■ **Trecho**
= = = = = = =
Se Nosso Senhor Jesus Cristo presente na Eucaristia, o que há de mais elevado e santo, não merece nossa máxima veneração, por que meros seres humanos deveriam merecê-la?
Por Peter Kwasniewski, LifeSiteNews.com, 30 de agosto de 2018 | Tradução e adaptação: João Pedro de Oliveira – FratresInUnum.com
Nós sabemos que existem bons e santos sacerdotes, imagens do grande Sumo Sacerdote e Bom Pastor, que servem incansavelmente o povo de Deus, que trabalham de coração sincero pela sua salvação e que ajudam a tornar muito mais alegre nossa pertença à Igreja Católica. Cada um de nós talvez conheça um, vários ou muitos bons padres assim. Sabemos também que eles são frequentemente desvalorizados, e estão sujeitos em tempos como os nossos a ceticismos e suspeitas imerecidas, só por causa das faltas de alguns de seus irmãos no sacerdócio — faltas que eles próprios repudiam e condenam tanto quanto nós, leigos.
= = = = = = =
[Dados armazenados]
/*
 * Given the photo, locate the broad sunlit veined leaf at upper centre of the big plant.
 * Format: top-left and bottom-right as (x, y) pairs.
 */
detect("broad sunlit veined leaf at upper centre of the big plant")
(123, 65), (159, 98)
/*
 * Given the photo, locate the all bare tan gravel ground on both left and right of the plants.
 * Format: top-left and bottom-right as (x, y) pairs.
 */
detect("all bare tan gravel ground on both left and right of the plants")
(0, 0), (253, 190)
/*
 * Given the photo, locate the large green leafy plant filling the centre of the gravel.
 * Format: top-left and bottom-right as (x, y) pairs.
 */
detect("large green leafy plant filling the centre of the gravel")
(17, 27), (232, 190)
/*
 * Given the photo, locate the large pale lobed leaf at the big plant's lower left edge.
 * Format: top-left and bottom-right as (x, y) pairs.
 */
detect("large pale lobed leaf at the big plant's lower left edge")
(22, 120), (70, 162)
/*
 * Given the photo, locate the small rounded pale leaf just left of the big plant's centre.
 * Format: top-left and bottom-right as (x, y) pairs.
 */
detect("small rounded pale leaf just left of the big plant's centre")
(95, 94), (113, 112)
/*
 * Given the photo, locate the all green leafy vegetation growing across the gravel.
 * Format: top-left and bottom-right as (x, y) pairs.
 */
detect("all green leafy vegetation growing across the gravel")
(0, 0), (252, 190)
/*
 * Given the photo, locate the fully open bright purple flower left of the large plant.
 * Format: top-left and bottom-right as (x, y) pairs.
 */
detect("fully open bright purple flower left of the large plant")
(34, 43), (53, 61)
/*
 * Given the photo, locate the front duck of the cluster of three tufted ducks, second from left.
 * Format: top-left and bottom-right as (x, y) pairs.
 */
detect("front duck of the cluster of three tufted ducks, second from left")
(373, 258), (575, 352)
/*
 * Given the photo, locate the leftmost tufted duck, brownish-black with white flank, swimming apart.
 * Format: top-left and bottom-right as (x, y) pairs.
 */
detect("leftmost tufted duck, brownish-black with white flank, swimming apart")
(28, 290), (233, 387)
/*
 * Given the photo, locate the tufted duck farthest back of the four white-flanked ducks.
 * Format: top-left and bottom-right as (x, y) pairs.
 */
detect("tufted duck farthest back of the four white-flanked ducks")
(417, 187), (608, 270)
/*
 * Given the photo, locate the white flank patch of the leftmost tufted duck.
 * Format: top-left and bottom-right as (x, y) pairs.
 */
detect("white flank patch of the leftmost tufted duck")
= = = = = = =
■ **Tarefa 1**
Transcreva do trecho sobre os sacerdotes a passagem que vai de "Por Peter Kwasniewski, LifeSiteNews.com, 30" até "quanto nós, leigos.".
■ **Tarefa 2**
Segundo o trecho sobre os sacerdotes, por que os bons padres estão sujeitos a ceticismos e suspeitas imerecidas?
■ **Tarefa 3**
Dê continuidade ao trecho sobre os sacerdotes a partir da última frase.

■ **Resposta 1**
Por Peter Kwasniewski, LifeSiteNews.com, 30 de agosto de 2018 | Tradução e adaptação: João Pedro de Oliveira – FratresInUnum.com
Nós sabemos que existem bons e santos sacerdotes, imagens do grande Sumo Sacerdote e Bom Pastor, que servem incansavelmente o povo de Deus, que trabalham de coração sincero pela sua salvação e que ajudam a tornar muito mais alegre nossa pertença à Igreja Católica. Cada um de nós talvez conheça um, vários ou muitos bons padres assim. Sabemos também que eles são frequentemente desvalorizados, e estão sujeitos em tempos como os nossos a ceticismos e suspeitas imerecidas, só por causa das faltas de alguns de seus irmãos no sacerdócio — faltas que eles próprios repudiam e condenam tanto quanto nós, leigos.

■ **Resposta 2**
Por causa das faltas de alguns de seus irmãos no sacerdócio.

■ **Resposta 3**
Todos, no entanto, sejam os leigos que estamos nos bancos, sejam os sacerdotes nos presbitérios, devemos nos fazer perguntas difíceis, das quais talvez a mais importante seja: como foi possível que tantos “homens de Deus”, inclusive bispos, se convertessem em instrumentos do demônio? À parte causas gerais, como a queda de Adão, a concupiscência desordenada e os perigos que acompanham toda posição de autoridade, seria possível identificarmos alguma causa específica aos últimos 50 anos — isto é, ao período durante o qual se perpetrou a vasta maioria dos casos de abusos ligados ao clero?
Uma causa sistêmica de descumprimento do dever, laxismo moral e devassidão foi a atmosfera de “antinomianismo woodstockiano” [1], ou ausência de leis, que acompanhou as reformas e deformações litúrgicas das décadas de 1960 e 1970, um período durante o qual a celebração sem controle do próprio “eu” substituiu o ideário católico de um padre submisso à disciplina de uma forma litúrgica exigente, que tivesse rubricas reverentes e inculcasse o temor a Deus.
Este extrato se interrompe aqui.